» **Exercise aim**: Could you reproduce the listing below verbatim, from its start through the line containing "positive clicks: (671, 373) (660, 311)", omitting the pictures?

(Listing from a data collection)
Segment Open

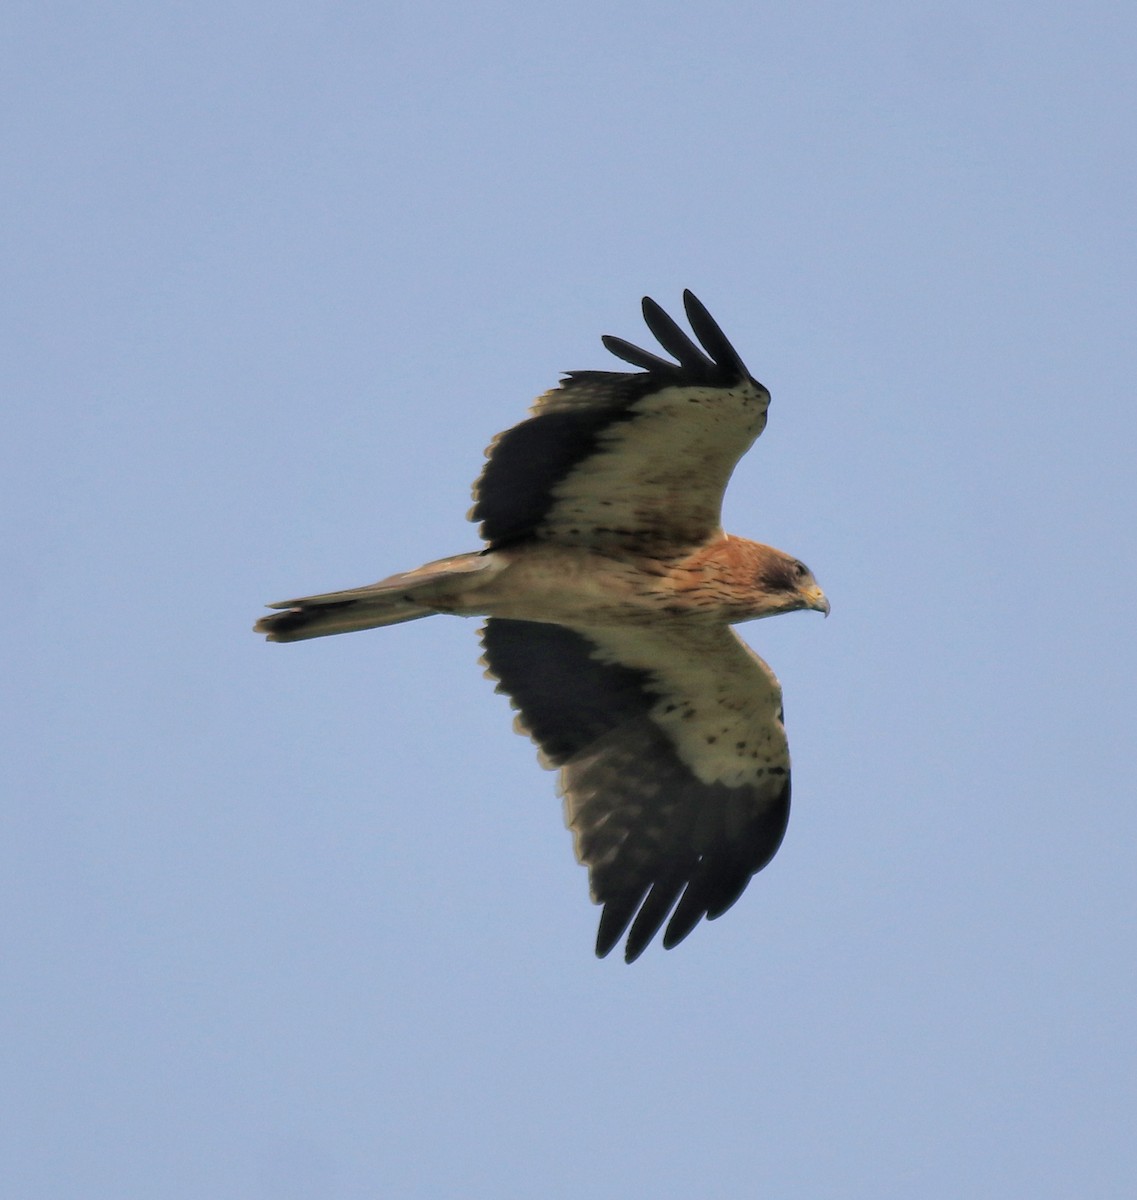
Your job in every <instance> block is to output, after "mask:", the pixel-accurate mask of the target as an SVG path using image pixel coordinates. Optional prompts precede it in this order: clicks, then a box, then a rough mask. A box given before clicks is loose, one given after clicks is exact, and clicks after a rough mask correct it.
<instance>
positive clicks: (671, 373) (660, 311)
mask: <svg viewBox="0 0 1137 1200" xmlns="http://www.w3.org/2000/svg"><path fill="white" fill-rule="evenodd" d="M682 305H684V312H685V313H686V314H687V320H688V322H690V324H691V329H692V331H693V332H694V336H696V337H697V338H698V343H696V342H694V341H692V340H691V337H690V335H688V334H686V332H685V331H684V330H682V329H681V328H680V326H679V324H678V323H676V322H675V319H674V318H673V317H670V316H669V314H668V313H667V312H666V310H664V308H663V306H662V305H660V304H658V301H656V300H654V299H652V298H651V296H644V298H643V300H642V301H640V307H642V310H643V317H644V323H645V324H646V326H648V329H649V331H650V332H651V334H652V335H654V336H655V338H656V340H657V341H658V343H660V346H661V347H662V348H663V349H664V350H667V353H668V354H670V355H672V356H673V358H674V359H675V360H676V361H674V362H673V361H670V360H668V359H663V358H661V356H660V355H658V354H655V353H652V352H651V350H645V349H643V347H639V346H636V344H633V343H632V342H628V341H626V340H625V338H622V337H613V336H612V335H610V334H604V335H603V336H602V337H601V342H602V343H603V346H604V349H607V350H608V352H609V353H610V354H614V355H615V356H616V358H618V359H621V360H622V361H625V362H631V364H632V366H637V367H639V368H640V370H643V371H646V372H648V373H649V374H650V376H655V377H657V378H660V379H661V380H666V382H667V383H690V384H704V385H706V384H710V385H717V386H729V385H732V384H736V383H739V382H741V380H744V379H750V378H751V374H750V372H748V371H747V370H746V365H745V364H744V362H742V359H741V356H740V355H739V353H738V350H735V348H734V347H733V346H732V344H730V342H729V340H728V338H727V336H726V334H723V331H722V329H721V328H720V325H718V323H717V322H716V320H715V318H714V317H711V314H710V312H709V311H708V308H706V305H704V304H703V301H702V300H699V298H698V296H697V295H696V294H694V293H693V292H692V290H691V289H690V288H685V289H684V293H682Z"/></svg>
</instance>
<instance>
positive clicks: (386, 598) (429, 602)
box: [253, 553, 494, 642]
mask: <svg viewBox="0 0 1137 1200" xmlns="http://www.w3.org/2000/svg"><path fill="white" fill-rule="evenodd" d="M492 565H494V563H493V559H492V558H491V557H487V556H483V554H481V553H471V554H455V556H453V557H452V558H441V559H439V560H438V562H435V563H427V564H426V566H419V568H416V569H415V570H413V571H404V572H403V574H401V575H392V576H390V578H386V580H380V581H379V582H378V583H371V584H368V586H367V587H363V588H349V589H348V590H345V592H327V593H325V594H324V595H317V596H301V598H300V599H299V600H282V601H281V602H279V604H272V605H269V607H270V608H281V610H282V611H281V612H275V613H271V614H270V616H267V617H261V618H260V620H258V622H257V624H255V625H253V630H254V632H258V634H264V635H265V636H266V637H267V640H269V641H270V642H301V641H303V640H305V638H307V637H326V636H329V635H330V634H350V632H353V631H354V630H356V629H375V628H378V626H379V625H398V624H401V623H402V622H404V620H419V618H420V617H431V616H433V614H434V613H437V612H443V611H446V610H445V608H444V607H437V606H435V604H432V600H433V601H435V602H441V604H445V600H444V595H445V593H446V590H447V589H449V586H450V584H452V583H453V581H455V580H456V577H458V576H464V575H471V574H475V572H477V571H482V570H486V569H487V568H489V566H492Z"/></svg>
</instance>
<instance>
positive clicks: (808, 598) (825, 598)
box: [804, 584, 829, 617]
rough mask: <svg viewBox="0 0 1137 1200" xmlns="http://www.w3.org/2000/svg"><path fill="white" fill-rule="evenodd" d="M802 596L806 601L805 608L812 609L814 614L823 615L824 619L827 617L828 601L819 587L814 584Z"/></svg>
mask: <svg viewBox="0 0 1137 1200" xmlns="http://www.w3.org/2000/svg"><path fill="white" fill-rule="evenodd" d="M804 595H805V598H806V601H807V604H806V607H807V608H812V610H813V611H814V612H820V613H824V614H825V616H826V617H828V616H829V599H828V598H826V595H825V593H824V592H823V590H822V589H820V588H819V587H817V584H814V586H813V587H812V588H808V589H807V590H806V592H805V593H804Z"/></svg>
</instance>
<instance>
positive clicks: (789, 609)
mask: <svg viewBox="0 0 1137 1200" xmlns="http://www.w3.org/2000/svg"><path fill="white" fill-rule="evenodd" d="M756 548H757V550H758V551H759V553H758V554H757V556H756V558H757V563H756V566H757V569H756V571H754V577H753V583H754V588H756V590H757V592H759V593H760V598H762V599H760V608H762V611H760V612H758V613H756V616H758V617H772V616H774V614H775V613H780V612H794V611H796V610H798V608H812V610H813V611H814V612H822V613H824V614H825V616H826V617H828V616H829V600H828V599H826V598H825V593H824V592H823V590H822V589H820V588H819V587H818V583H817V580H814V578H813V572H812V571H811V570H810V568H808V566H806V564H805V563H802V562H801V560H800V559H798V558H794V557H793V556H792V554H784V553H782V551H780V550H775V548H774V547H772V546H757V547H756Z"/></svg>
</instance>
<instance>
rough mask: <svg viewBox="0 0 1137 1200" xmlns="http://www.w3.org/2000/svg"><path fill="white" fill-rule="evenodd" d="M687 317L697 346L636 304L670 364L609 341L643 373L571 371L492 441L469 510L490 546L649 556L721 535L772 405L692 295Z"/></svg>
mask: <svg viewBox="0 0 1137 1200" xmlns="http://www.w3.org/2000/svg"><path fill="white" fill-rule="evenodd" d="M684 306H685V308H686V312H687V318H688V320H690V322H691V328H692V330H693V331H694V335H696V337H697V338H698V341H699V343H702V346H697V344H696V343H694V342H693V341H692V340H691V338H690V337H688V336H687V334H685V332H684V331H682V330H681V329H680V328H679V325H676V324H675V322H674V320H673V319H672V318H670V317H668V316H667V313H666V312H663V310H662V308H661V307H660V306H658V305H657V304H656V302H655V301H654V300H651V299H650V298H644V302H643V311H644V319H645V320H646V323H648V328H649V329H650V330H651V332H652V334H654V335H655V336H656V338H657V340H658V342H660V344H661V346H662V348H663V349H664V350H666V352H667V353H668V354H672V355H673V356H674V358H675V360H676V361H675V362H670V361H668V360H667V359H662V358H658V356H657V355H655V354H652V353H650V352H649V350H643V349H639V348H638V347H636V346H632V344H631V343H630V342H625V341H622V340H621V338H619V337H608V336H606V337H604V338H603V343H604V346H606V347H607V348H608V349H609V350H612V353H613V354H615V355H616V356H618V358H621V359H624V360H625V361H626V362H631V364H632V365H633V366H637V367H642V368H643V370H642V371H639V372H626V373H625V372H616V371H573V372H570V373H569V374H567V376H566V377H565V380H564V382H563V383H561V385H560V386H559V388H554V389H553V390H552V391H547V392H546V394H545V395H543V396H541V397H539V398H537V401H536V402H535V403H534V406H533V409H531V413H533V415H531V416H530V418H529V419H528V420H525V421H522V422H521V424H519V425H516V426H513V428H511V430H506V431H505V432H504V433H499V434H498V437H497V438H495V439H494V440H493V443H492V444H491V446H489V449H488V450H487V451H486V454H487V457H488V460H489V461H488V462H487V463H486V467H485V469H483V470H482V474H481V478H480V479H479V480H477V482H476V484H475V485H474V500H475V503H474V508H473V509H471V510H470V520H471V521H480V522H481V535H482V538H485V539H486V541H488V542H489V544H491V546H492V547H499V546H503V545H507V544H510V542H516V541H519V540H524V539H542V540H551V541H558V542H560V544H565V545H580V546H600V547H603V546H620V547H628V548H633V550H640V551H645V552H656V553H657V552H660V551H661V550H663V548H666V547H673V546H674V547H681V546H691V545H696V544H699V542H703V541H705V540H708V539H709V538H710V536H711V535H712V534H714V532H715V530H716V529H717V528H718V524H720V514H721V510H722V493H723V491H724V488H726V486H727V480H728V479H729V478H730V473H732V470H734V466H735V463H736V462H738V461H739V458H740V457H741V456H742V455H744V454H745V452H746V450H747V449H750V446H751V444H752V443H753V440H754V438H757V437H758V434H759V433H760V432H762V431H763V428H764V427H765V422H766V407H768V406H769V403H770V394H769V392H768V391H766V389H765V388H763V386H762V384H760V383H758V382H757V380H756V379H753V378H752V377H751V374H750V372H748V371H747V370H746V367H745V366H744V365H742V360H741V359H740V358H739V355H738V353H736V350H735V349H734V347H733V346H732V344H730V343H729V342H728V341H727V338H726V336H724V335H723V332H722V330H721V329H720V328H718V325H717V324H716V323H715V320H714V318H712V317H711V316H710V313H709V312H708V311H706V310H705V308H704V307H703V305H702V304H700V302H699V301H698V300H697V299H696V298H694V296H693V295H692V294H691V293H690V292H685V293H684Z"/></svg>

Segment Closed

» **Output below**:
Your job in every <instance> block is to output, after "mask:", the pixel-accurate mask of the target as an SVG path using image pixel coordinates. Optional prompts precede it in this order: clicks, then a box, then a rough mask. A box given before clicks is loose, one given after clicks is exact, and clicks after a rough mask correct it.
<instance>
positive clicks: (671, 373) (660, 311)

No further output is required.